#### Exercise A:
Reproduce word for word the passage in the news item on Obama's Wat Pho visit from "The temple will be closed to tourists" to "Wimon Mangkhlaram Ratchaworamahawihan.".
#### Exercise B:
In the news item on Obama's Wat Pho visit, turn the paragraph beginning "The temple will be closed to visitors from 10am" into a short list that keeps its main facts.
#### Exercise C:
Write the next part of the news item on Obama's Wat Pho visit, picking up after its final sentence.
Extract to read section start
วันพฤหัสบดีที่ 15 พฤศจิกายน พ.ศ. 2555

Obama to begin visit with tour of Wat Pho

US President Barack Obama's visit to Thailand will not focus solely on important bilateral issues, but will include a cultural element, as the president has chosen to begin his trip with a visit to Wat Pho on Sunday.

The temple will be closed to tourists during his tour of the temple, which will take in four key locations - the main hall, the Reclining Buddha, the Phra Maha Chedi stupa, and the Thai traditional massage sculptures, according to the temple's deputy abbot, Phra Udornkanarak.

"Abbot Phra Suthee Thammanuwat will act as a guide for the US president, who is scheduled to arrive at the temple at 4pm. He is expected to tour the temple for 45 minutes," the monk said.

The temple will be closed to visitors from 10am, and Abbot Phra Suthee Thammanuwat will lead a tour of four sites: the principal hall; the pavilion housing the 43-metre-long Reclining Buddha; the main stupa; and the Contorted Hermit Mount, where hermit statues in traditional exercise postures are on display.

The temple's official name is Phra Chettuphon Wimon Mangkhlaram Ratchaworamahawihan.
Extract to read section end
Records shown section start
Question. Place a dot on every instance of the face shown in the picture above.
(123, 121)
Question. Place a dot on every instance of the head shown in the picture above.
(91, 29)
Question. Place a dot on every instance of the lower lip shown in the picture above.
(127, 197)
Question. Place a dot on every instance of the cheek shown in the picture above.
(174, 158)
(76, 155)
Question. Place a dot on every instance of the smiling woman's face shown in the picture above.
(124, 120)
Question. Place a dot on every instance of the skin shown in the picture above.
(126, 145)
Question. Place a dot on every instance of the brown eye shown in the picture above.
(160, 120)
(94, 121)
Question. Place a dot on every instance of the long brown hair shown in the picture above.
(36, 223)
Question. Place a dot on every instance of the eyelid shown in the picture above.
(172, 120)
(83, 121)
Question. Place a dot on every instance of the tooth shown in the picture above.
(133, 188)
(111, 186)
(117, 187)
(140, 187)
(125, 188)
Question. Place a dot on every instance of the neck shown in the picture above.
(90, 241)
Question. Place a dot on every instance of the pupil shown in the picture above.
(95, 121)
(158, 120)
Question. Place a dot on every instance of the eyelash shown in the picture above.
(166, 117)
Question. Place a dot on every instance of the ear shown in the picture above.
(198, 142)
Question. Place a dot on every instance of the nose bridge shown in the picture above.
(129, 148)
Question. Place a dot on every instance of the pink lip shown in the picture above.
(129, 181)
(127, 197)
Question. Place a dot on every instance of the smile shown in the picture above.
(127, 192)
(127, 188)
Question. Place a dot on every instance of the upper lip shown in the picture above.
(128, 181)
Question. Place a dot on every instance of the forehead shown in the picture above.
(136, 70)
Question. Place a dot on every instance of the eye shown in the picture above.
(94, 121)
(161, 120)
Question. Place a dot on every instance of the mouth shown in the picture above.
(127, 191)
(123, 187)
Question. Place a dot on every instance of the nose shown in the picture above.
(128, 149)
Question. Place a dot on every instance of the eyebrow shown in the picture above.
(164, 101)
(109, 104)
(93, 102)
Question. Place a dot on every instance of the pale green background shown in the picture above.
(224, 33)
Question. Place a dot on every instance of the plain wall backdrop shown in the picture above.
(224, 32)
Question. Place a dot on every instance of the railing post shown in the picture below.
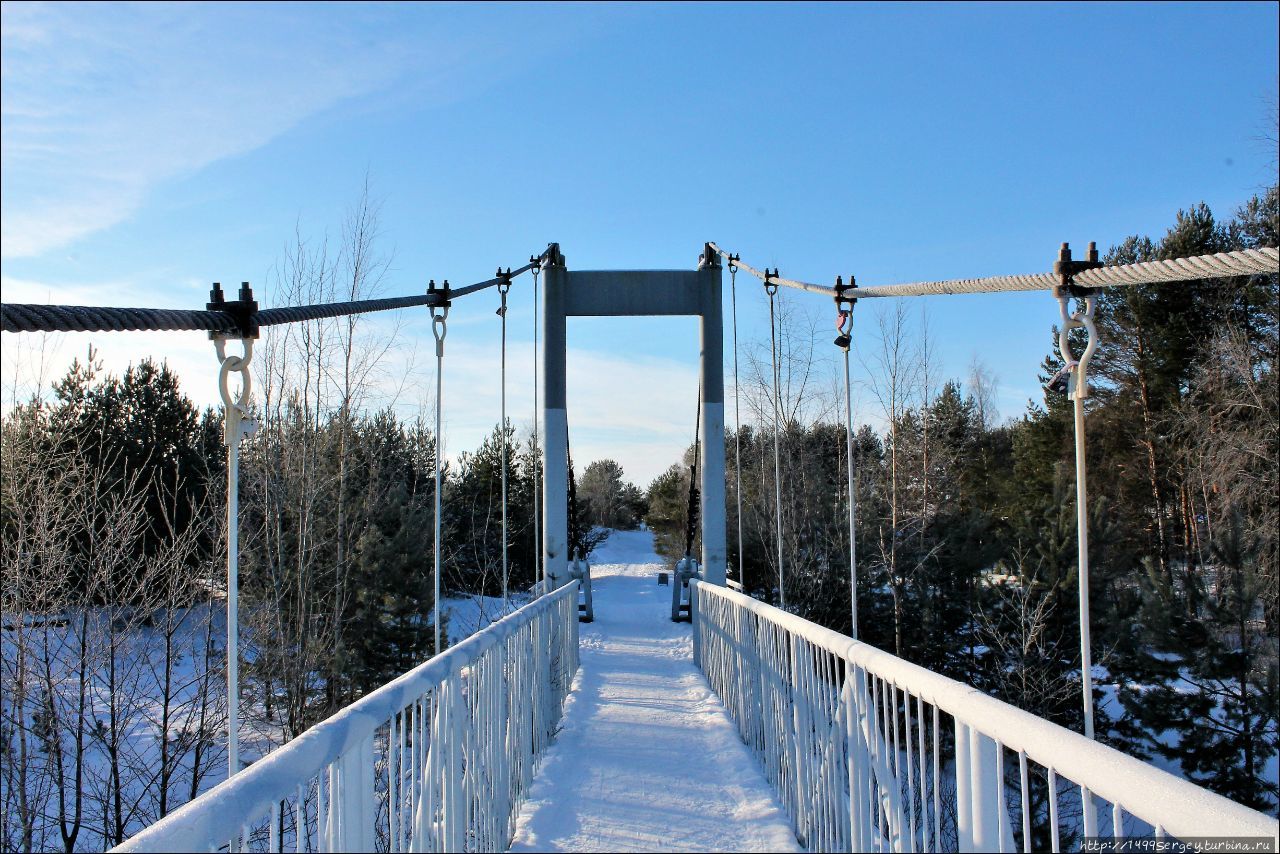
(964, 791)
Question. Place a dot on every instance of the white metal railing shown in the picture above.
(868, 752)
(438, 759)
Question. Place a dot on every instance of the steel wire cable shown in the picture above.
(16, 316)
(772, 290)
(502, 313)
(1258, 261)
(737, 423)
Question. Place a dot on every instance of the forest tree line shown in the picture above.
(965, 534)
(113, 711)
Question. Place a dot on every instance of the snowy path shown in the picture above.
(647, 759)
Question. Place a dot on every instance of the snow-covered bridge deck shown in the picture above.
(647, 758)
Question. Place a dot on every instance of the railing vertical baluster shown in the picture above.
(1091, 814)
(937, 793)
(301, 836)
(964, 789)
(919, 756)
(1001, 813)
(1052, 811)
(910, 773)
(1027, 803)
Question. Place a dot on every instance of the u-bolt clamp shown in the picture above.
(1078, 382)
(503, 288)
(439, 315)
(237, 421)
(771, 287)
(845, 313)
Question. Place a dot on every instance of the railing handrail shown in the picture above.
(204, 821)
(1156, 797)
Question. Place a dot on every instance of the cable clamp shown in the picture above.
(242, 311)
(769, 286)
(503, 287)
(845, 311)
(1065, 269)
(439, 315)
(1073, 378)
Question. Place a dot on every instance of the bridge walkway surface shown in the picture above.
(647, 758)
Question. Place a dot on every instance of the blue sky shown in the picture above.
(149, 150)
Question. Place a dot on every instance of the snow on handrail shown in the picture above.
(807, 699)
(397, 770)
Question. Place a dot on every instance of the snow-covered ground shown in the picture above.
(647, 758)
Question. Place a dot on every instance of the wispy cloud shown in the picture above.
(103, 103)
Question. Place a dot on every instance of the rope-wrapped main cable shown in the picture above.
(1265, 261)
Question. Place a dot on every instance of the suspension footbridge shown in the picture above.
(746, 727)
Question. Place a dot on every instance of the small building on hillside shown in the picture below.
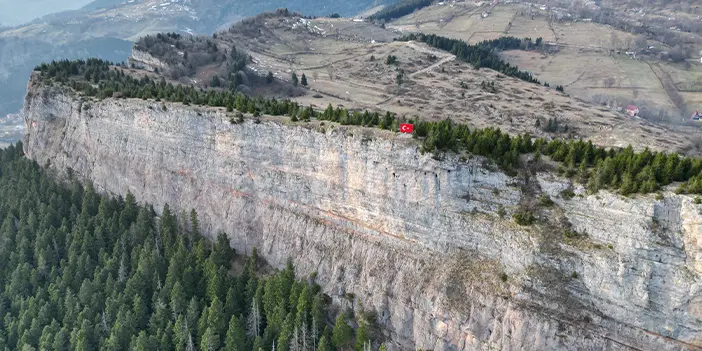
(632, 110)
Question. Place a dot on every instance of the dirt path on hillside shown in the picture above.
(669, 86)
(426, 69)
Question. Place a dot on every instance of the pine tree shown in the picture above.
(343, 333)
(362, 335)
(236, 339)
(210, 341)
(253, 322)
(324, 344)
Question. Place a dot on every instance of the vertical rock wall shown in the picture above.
(417, 239)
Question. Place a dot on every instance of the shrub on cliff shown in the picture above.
(524, 218)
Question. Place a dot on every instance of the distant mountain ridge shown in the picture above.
(107, 28)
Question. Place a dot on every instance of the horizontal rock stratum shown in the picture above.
(417, 239)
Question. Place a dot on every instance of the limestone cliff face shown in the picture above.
(417, 239)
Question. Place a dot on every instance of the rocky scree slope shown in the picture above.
(416, 239)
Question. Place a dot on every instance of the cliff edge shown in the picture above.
(430, 244)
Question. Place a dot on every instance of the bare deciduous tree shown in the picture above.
(609, 82)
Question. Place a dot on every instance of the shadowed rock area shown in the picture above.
(419, 240)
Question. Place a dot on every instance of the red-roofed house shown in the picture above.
(632, 110)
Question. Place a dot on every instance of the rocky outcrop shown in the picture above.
(428, 243)
(144, 60)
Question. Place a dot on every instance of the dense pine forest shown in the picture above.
(622, 170)
(81, 271)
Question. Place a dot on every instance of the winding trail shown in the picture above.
(426, 69)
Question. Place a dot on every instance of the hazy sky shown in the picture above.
(13, 12)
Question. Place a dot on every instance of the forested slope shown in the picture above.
(81, 271)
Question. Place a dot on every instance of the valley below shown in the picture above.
(520, 214)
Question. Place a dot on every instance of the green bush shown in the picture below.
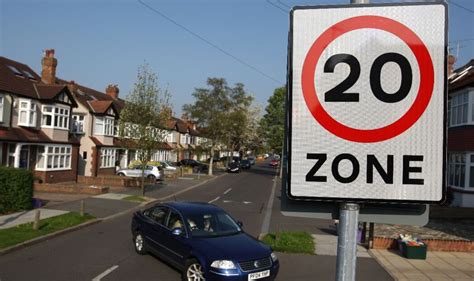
Records shown section end
#### Your response A:
The temple will be closed to tourists during his tour of the temple, which will take in four key locations - the main hall, the Reclining Buddha, the Phra Maha Chedi stupa, and the Thai traditional massage sculptures, according to the temple's deputy abbot, Phra Udornkanarak.

"Abbot Phra Suthee Thammanuwat will act as a guide for the US president, who is scheduled to arrive at the temple at 4pm. He is expected to tour the temple for 45 minutes," the monk said.

The temple will be closed to visitors from 10am, and Abbot Phra Suthee Thammanuwat will lead a tour of four sites: the principal hall; the pavilion housing the 43-metre-long Reclining Buddha; the main stupa; and the Contorted Hermit Mount, where hermit statues in traditional exercise postures are on display.

The temple's official name is Phra Chettuphon Wimon Mangkhlaram Ratchaworamahawihan.

#### Your response B:
- The temple closes to visitors from 10am.
- Abbot Phra Suthee Thammanuwat will lead a tour of four sites:
  - the principal hall
  - the pavilion housing the 43-meter-long Reclining Buddha
  - the main stupa
  - the Contorted Hermit Mount, where hermit statues in traditional exercise postures are on display

#### Your response C:
The visit is at the initiative of the US Embassy in Bangkok, which contacted the temple before the US presidential election on November 6. The monk quoted US Ambassador Kristie Kenney as saying that Wat Pho is the most beautiful temple in the world. "The temple and Thailand would like to thank the ambassador for helping to choose the temple, which has certainly helped bolster Thailand's reputation."

Unesco listed Wat Pho, also known as the Temple of the Reclining Buddha, on its Memory of the World register in March 2008. The Thai traditional massage sculptures are known all over the world. The temple was the first public university in Thailand and a centre of knowledge for many subjects. Each day, about 10,000 tourists visit the temple, half of them foreigners, the monk said.

After the temple visit, Obama will go to Siriraj Hospital at 5pm for an audience with His Majesty the King, before heading to Government House.

A planned speech in English - which was to have been broadcast live - by Prime Minister Yingluck Shinawatra at an event at Government House during Obama's visit on Sunday has been cancelled. Officials feared that a recurrence of her verbal mishaps and mispronunciations, if witnessed globally in real time, could be exploited by her critics and political opponents, as has happened in the past, a Government House source said yesterday. The cancellation was ordered yesterday by PM's secretary-general Suranand Vejjajiva.

"This is meant to prevent such problems from recurring - a lesson learned during a recent trip by US Secretary of State Hillary Clinton to Thailand, which continues to have negative resonances and has been continually exploited by [her] political opponents," the source added.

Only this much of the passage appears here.